■ **Excerpted records**:
-.-.-
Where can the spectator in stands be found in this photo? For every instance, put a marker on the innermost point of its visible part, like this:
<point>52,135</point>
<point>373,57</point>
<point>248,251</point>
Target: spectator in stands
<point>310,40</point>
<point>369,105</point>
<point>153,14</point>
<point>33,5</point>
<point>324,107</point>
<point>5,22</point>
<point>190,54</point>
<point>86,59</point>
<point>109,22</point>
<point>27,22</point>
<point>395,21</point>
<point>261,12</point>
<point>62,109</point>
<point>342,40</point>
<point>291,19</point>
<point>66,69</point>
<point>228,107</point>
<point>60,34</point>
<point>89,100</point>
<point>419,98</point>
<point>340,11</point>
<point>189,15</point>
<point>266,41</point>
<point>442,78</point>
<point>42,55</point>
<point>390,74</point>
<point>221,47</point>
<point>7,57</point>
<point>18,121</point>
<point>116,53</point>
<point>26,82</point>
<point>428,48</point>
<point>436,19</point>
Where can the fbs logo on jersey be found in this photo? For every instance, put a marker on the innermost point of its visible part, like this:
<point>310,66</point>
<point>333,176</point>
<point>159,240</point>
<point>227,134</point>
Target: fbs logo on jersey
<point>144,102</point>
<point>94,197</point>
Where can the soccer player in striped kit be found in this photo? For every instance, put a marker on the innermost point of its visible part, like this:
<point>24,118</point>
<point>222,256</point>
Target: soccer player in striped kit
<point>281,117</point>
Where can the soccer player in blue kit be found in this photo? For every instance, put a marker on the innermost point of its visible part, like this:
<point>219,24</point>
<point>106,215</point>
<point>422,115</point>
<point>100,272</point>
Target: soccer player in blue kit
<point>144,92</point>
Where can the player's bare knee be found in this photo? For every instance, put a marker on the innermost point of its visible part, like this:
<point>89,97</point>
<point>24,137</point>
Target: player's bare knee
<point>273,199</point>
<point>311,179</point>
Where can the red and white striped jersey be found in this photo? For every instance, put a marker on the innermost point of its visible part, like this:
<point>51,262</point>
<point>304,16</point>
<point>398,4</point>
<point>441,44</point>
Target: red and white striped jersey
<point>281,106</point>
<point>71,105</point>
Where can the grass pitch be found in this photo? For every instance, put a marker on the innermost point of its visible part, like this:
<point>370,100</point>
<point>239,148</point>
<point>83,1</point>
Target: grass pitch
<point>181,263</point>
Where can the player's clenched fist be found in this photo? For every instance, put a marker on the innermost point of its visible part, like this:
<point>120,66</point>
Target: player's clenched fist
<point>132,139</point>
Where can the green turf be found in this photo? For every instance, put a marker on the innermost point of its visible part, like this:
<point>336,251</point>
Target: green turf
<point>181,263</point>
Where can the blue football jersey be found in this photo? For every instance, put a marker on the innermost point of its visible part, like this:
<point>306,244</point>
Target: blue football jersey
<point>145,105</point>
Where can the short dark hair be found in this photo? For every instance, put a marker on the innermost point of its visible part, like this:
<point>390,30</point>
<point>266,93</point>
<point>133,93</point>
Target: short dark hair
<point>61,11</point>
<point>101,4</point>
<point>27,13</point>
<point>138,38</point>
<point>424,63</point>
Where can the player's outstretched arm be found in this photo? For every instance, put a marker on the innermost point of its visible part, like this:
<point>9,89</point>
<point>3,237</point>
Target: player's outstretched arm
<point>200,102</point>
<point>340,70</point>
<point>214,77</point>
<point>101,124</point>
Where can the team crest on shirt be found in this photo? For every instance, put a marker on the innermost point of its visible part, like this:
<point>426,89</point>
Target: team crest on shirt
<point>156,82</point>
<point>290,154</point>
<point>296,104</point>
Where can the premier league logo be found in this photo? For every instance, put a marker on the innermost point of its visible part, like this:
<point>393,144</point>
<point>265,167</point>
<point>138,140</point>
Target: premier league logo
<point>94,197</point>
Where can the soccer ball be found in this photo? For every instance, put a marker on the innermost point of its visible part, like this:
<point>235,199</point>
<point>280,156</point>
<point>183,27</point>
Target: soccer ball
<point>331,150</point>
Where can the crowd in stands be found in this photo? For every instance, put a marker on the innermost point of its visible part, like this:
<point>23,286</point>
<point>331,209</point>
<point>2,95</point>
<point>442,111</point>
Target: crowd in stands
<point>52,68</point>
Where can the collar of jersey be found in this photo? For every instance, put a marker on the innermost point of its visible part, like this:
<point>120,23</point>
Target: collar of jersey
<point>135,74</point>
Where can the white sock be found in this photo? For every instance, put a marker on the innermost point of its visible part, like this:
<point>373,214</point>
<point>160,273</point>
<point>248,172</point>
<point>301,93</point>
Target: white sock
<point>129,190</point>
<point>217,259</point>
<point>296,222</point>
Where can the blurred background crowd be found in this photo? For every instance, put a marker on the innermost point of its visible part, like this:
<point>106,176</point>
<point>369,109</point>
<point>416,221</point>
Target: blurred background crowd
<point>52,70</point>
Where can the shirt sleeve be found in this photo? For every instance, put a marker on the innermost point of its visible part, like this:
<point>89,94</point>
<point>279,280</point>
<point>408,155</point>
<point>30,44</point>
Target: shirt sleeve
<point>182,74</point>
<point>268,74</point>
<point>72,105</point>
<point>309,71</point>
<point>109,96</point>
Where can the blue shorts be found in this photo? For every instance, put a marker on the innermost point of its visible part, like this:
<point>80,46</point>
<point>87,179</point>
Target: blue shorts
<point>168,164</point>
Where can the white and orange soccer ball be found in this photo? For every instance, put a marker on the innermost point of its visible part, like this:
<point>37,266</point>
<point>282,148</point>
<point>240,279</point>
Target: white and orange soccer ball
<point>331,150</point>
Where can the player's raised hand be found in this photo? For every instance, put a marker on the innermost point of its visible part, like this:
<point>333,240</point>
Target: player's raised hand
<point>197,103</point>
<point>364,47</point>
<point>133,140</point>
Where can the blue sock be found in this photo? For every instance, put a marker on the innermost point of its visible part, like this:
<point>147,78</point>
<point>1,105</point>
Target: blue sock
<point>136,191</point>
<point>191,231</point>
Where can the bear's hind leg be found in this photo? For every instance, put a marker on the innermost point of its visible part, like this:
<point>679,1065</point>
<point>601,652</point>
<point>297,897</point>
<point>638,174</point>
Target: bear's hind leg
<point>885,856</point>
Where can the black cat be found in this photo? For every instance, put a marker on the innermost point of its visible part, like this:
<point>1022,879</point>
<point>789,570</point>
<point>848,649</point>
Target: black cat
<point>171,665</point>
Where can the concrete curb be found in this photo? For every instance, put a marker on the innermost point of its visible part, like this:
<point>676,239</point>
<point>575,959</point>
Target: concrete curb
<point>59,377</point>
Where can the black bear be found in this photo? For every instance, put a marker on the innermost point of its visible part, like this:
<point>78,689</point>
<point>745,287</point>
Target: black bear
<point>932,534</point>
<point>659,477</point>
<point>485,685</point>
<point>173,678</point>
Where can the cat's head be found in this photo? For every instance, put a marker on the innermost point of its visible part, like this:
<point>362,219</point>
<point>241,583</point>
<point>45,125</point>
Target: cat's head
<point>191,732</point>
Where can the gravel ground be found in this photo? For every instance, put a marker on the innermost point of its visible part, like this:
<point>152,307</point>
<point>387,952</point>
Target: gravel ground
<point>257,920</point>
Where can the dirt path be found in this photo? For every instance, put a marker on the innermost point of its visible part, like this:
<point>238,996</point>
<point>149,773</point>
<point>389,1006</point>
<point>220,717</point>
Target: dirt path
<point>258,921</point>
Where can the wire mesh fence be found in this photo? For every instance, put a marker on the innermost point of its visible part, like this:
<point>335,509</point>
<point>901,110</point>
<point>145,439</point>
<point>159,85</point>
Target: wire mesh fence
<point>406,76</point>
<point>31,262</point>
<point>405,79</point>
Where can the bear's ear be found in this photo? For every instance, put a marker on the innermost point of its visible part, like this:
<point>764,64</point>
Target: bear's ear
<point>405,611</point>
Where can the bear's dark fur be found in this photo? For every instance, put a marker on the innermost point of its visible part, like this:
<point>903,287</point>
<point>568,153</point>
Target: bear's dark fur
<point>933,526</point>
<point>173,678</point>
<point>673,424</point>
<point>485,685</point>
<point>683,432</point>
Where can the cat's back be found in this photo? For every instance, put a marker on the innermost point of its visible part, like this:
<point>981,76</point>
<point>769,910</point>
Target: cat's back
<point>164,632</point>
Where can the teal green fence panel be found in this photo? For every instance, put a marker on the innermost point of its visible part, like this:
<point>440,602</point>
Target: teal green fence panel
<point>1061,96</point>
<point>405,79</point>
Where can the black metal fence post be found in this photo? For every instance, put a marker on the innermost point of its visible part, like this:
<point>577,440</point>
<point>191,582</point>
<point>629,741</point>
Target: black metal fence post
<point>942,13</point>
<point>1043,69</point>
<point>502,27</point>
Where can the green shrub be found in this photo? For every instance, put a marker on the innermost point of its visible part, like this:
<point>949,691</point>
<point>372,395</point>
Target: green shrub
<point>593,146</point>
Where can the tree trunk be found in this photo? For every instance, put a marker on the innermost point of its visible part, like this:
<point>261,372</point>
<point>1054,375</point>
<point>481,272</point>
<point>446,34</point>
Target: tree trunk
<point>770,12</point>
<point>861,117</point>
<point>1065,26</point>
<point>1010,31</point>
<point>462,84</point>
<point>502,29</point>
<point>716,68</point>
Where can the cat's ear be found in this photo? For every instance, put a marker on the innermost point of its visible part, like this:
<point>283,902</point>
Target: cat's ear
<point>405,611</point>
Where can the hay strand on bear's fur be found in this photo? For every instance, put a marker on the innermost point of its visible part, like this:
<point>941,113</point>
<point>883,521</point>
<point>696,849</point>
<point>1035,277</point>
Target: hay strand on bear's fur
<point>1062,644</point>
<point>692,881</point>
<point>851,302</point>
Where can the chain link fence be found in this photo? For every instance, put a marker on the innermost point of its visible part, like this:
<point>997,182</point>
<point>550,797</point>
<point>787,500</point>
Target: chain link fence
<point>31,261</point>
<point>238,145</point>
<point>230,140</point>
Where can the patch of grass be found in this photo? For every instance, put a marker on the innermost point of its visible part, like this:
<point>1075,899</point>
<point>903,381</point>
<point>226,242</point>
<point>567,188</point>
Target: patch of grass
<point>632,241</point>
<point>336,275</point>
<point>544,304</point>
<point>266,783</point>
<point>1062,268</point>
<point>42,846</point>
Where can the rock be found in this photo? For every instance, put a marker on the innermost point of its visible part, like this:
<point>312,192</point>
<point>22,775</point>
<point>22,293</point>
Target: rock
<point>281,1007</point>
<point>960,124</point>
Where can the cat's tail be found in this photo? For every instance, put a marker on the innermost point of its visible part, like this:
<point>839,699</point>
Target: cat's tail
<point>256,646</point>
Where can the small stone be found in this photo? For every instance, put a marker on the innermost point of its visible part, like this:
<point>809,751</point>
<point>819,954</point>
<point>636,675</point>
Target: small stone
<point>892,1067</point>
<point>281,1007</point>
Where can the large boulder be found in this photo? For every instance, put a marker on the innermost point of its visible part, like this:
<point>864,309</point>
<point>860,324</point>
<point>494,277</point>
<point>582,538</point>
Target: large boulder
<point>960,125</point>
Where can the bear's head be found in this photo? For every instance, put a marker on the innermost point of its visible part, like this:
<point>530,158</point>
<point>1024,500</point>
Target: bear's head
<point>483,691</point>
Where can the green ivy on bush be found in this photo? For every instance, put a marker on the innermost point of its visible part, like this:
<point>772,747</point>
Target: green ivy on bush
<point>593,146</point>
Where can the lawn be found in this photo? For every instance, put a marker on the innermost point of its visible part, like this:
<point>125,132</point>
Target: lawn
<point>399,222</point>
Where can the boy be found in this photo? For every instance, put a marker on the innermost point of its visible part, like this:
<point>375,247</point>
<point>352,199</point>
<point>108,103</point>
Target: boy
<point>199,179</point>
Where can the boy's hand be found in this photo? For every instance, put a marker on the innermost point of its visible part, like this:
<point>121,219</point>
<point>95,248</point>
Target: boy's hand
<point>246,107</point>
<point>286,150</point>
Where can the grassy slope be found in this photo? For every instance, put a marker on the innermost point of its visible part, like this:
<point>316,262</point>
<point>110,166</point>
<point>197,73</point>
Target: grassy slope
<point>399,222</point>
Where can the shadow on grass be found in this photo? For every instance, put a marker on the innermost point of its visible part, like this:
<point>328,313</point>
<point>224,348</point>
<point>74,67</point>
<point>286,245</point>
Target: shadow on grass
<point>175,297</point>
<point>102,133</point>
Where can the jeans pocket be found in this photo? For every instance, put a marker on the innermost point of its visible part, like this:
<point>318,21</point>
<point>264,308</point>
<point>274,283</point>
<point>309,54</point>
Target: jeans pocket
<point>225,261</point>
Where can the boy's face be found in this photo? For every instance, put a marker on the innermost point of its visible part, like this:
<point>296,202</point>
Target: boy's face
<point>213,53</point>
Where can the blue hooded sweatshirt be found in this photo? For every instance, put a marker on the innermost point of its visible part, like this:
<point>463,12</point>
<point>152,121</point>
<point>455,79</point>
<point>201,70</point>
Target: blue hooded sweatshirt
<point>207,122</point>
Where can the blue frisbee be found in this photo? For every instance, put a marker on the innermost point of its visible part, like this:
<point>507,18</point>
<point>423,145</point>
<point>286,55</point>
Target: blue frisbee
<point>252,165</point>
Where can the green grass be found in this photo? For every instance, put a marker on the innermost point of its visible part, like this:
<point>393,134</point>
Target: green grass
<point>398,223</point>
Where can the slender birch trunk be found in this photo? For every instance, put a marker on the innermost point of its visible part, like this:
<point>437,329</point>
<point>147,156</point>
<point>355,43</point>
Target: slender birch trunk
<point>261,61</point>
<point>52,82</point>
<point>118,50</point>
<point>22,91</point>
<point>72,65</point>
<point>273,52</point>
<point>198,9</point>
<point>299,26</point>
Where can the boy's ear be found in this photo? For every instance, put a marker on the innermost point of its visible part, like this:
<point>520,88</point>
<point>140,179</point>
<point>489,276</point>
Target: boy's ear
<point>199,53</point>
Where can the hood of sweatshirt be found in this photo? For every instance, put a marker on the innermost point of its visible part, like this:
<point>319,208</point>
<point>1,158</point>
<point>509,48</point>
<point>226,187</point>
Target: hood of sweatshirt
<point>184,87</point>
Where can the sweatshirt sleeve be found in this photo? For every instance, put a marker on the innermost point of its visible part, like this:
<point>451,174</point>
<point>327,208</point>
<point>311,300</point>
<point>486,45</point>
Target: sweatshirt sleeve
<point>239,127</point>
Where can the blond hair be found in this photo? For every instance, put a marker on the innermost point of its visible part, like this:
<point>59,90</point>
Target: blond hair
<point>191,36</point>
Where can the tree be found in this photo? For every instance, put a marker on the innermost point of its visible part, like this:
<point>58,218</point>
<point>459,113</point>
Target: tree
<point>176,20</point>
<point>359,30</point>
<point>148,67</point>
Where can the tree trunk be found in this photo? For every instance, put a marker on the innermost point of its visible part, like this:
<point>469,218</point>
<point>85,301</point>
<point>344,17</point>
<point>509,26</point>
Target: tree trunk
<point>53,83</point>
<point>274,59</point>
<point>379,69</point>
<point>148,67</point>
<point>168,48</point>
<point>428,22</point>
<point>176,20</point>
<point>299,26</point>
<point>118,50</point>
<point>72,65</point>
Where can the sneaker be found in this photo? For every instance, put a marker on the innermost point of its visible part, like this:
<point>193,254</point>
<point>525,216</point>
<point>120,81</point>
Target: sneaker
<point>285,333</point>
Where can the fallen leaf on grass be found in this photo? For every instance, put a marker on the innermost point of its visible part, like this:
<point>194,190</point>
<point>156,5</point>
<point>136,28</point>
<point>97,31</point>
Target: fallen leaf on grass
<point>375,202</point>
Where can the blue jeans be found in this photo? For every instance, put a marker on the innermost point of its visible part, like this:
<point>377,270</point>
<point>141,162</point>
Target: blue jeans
-.-.-
■ **Exercise details**: Rewrite the lines of the listing above as a numbered list, from the line containing "Where can the wire" through the line containing "<point>164,632</point>", both included. Leave out any blank lines.

■ **Response**:
1. Where can the wire mesh fence be found in this photo? For every instance, put a marker on the innermost point of its visible part, like this:
2. <point>335,509</point>
3. <point>901,110</point>
4. <point>145,439</point>
5. <point>159,85</point>
6. Target: wire mesh fence
7. <point>406,76</point>
8. <point>31,262</point>
9. <point>405,79</point>
10. Where can the bear's ear be found in this photo? For every instance, put a marker on the innermost point of its visible part, like this:
11. <point>764,64</point>
12. Target: bear's ear
13. <point>405,611</point>
14. Where can the bear's dark fur be found in this photo? For every instance, put a marker on the innermost point of its visible part, like this:
15. <point>903,287</point>
16. <point>568,153</point>
17. Target: bear's dark fur
18. <point>933,526</point>
19. <point>173,678</point>
20. <point>673,424</point>
21. <point>485,685</point>
22. <point>683,432</point>
23. Where can the cat's back be found in this photo? For every instance, put a marker on the innermost point of its visible part, like this:
24. <point>981,76</point>
25. <point>769,910</point>
26. Target: cat's back
27. <point>164,632</point>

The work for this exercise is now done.